PROBLEM STATEMENT:
Reproduce the entries from the line with "Point to the blue signage" to the line with "x=463 y=743", swapping "church" for "chapel" and leaving everything else unchanged.

(Point labeling dataset excerpts)
__________
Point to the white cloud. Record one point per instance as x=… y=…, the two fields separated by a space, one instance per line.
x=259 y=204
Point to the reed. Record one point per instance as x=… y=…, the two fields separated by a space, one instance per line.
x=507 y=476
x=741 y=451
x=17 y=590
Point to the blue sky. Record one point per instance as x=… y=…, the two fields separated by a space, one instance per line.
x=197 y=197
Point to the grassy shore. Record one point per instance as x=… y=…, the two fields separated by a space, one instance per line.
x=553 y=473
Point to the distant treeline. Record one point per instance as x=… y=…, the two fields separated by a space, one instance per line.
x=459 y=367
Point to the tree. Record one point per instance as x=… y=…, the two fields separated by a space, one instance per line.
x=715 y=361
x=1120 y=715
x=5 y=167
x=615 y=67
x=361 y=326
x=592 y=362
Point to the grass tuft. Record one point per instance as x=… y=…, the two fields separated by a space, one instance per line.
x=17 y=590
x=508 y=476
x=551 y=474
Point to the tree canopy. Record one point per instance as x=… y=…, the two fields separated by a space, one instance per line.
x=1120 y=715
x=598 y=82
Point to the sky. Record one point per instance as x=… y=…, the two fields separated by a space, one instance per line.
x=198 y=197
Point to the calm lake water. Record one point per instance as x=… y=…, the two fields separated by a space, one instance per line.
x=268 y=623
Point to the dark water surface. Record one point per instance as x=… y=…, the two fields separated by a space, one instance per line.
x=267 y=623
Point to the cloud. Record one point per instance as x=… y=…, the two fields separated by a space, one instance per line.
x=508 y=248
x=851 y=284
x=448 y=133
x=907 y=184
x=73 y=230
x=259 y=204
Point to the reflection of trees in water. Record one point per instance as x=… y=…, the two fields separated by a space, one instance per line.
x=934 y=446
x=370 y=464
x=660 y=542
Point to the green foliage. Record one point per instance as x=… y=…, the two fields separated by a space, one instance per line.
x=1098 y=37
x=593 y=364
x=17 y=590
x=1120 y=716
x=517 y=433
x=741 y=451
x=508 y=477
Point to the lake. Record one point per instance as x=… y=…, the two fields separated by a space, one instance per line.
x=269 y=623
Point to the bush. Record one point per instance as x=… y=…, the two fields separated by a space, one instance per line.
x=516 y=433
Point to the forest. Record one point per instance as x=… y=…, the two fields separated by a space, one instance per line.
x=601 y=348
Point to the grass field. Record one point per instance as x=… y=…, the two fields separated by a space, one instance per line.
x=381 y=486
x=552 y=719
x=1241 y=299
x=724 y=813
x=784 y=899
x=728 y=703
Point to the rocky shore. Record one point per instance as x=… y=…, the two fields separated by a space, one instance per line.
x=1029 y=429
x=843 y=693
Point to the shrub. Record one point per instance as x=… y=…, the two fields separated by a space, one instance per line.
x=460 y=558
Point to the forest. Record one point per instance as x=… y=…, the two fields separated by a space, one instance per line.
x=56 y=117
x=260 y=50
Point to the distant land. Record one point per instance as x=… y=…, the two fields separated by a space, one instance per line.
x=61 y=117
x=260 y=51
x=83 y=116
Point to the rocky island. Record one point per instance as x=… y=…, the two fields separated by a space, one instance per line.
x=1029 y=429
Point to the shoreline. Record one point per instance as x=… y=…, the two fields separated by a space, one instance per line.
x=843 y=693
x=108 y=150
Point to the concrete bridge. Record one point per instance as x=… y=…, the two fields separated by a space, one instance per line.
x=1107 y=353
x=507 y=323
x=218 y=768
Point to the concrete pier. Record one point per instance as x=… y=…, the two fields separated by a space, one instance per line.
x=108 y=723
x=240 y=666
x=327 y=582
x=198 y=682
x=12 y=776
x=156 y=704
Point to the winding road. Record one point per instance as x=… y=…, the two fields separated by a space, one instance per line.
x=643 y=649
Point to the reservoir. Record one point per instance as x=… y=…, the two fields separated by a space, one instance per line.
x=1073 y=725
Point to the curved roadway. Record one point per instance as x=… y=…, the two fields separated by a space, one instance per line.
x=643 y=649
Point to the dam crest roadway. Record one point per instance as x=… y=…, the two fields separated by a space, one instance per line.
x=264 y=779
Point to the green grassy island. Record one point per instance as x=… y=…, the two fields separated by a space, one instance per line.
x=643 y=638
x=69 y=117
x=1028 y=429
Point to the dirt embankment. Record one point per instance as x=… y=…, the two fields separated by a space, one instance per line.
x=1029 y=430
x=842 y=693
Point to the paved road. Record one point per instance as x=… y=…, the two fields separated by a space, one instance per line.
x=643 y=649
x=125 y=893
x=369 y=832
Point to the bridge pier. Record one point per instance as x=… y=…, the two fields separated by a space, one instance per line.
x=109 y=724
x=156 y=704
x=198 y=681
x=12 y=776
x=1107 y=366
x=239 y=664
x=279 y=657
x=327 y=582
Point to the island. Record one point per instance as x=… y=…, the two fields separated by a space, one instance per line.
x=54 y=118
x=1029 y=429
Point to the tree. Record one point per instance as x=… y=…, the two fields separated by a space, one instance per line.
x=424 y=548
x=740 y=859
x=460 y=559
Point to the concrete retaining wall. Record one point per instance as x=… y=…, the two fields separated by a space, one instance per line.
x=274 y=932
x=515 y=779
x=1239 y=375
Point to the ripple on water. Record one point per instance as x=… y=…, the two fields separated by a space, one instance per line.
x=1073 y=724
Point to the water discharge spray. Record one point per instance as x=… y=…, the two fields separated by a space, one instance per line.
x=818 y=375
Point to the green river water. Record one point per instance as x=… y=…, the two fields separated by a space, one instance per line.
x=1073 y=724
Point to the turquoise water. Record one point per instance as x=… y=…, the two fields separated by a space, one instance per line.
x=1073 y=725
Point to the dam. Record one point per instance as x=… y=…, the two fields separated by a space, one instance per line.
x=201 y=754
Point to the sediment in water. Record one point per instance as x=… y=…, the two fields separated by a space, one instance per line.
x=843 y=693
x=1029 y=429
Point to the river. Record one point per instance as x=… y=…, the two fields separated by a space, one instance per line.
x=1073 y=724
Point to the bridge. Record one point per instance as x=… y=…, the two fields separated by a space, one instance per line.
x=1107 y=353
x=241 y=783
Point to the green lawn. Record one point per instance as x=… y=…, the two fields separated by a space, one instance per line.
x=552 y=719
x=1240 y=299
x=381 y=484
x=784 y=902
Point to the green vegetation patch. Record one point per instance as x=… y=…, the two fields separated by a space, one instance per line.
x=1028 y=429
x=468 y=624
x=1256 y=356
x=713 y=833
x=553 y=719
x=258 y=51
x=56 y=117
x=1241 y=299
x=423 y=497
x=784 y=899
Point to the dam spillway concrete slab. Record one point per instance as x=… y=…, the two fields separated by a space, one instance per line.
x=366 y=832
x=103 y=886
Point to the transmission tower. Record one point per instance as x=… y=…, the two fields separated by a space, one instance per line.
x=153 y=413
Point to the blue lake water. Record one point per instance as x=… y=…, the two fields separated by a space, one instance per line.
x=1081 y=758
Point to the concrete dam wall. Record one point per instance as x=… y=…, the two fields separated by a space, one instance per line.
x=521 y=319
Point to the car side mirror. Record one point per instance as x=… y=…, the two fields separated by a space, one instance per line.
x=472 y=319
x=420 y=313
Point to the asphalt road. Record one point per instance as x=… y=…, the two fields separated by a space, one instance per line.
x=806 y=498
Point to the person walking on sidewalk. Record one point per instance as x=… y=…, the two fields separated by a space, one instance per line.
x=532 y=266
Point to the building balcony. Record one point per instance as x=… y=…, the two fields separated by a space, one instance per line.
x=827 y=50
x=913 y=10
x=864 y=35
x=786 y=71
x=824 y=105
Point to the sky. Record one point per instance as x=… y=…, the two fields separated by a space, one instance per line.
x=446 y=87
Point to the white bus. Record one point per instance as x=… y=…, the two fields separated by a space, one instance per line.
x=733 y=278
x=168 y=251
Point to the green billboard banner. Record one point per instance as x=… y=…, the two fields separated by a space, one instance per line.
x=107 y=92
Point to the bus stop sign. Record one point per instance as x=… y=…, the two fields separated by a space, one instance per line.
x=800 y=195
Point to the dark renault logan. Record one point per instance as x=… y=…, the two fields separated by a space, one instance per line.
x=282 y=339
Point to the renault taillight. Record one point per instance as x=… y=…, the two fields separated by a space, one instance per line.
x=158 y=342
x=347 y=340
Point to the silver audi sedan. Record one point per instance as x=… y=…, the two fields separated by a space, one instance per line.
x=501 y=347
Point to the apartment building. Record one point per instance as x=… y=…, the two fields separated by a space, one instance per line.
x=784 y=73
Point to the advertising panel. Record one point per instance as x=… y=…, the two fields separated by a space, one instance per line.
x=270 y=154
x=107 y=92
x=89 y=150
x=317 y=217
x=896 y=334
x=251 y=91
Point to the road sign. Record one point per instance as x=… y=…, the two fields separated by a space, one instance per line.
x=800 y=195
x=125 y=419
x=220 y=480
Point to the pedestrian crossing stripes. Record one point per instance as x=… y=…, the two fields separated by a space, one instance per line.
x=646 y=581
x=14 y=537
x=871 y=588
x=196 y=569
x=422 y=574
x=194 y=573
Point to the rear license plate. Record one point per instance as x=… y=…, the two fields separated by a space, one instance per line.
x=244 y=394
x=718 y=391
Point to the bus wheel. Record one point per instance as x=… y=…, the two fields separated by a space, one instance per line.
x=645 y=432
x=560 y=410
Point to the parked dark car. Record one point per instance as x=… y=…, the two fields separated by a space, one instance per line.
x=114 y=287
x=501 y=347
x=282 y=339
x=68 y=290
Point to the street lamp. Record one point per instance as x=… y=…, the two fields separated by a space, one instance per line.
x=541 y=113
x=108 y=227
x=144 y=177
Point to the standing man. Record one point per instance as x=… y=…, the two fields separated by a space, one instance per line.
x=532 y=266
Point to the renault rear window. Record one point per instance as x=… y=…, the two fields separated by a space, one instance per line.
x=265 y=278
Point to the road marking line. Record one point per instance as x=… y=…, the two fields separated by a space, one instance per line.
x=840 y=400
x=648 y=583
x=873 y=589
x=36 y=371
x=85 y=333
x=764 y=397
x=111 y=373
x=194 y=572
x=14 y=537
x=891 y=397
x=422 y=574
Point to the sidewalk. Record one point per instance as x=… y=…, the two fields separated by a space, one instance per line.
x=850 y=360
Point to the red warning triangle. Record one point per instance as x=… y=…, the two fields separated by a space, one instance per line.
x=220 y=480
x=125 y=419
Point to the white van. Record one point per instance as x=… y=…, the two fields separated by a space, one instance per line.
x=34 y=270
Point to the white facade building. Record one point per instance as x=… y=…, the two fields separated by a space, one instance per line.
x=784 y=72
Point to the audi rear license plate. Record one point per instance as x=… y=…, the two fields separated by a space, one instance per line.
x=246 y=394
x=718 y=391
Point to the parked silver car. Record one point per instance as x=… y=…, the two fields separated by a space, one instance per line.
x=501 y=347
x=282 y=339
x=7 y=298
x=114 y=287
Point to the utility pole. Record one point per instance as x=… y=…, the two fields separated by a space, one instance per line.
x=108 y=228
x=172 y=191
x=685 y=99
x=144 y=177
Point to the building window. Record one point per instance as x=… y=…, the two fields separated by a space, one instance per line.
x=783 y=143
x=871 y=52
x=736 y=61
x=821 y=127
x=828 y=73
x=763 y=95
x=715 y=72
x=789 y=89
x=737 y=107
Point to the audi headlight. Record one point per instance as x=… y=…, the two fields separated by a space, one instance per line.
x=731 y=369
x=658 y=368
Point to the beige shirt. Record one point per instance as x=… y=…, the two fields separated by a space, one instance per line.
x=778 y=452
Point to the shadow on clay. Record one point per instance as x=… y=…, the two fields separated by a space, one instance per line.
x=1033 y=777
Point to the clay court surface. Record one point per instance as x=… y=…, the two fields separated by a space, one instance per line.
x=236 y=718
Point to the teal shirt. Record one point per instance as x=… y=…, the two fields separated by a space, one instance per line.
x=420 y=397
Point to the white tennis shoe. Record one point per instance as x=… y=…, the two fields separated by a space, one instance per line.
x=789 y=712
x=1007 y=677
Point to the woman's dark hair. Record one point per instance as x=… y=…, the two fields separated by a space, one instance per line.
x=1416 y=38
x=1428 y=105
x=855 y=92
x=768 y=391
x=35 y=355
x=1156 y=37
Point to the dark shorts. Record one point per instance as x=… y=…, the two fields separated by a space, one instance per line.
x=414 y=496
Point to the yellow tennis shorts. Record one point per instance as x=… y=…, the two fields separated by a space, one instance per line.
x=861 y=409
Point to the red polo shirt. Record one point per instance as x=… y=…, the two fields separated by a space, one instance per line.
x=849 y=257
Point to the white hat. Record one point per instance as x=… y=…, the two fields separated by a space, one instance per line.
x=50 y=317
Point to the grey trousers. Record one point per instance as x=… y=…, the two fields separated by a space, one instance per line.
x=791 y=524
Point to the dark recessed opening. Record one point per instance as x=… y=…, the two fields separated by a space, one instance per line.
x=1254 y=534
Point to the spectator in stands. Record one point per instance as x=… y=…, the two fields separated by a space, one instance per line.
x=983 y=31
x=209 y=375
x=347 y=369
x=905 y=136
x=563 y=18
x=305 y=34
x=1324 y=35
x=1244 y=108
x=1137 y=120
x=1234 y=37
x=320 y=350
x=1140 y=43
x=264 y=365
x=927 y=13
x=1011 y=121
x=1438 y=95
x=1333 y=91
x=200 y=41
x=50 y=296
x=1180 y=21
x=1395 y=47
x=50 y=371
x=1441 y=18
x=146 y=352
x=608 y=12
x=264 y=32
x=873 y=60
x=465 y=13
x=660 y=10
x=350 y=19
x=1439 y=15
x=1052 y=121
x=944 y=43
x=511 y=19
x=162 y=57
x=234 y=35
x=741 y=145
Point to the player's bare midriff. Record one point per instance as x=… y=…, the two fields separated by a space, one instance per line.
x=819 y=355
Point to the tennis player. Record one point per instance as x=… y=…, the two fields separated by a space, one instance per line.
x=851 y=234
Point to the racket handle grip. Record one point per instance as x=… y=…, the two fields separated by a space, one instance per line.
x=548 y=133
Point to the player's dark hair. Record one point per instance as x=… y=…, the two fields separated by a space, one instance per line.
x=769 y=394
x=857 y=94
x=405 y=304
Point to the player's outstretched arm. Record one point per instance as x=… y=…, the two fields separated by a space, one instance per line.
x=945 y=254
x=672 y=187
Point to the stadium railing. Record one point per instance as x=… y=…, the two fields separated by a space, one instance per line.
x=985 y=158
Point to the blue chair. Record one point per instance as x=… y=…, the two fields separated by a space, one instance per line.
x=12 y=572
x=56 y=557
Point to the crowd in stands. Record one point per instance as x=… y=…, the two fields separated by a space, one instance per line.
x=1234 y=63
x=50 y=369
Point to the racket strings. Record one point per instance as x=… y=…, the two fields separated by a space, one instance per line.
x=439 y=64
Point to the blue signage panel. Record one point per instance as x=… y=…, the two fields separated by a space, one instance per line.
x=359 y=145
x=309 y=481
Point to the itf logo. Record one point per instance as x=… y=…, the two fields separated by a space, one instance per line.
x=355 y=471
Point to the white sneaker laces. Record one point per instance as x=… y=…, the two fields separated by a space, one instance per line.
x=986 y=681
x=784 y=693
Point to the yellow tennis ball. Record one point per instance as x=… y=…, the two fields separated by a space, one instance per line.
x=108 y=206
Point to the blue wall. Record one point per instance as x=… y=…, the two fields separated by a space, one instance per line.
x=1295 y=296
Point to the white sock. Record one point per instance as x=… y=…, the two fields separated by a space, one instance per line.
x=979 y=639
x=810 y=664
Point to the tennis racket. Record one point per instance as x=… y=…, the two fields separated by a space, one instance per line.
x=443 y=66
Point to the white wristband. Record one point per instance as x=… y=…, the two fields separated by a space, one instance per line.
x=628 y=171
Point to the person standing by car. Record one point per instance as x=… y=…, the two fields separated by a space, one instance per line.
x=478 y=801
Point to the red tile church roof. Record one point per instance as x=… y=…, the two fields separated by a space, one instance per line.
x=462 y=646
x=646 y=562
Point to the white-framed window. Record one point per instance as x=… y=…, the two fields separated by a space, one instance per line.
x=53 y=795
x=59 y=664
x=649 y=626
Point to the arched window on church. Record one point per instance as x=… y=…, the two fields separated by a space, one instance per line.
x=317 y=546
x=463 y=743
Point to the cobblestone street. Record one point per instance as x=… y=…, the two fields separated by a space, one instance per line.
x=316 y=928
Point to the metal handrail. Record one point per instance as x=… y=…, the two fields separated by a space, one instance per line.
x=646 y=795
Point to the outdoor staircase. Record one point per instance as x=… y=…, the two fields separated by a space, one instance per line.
__________
RESPONSE:
Point to the blue signage panel. Record one point per instance as x=… y=…, the two fields separated by a space, one instance per line.
x=359 y=145
x=309 y=481
Point to the itf logo. Record one point per instance as x=… y=…, the two fields separated by a space, one instance per line.
x=355 y=471
Point to the white sneaker laces. Record one point per instance as x=… y=…, the two fields separated by a space, one instance per line.
x=986 y=681
x=784 y=693
Point to the yellow tennis ball. Record one point per instance as x=… y=…, the two fields separated by a space, one instance per line.
x=108 y=206
Point to the blue wall. Record one point per instance as x=… y=…, the two fields separated by a space, one instance per line.
x=1295 y=296
Point to the white sock. Record one point per instance as x=… y=…, the two fields separated by a space, one instance per line.
x=979 y=639
x=810 y=664
Point to the tennis racket. Record one point per instance as x=… y=…, the two fields separated by a space, one instance per line.
x=443 y=66
Point to the white wristband. Record one point per instance as x=… y=…, the two fields separated by a space, one instance per line.
x=628 y=171
Point to the person standing by car. Record one point per instance as x=… y=…, the two fields separated by a space, one instance per line.
x=478 y=801
Point to the red tile chapel roof. Record one point per instance as x=… y=…, the two fields separated by a space, one instance per line.
x=462 y=646
x=646 y=562
Point to the white-framed window. Record one point per instance as x=… y=…, the two fields separated by a space, one instance per line.
x=53 y=795
x=59 y=664
x=649 y=626
Point to the arched window on chapel. Record one point per instance as x=… y=…, the two fields separated by a space, one instance per line.
x=317 y=546
x=463 y=743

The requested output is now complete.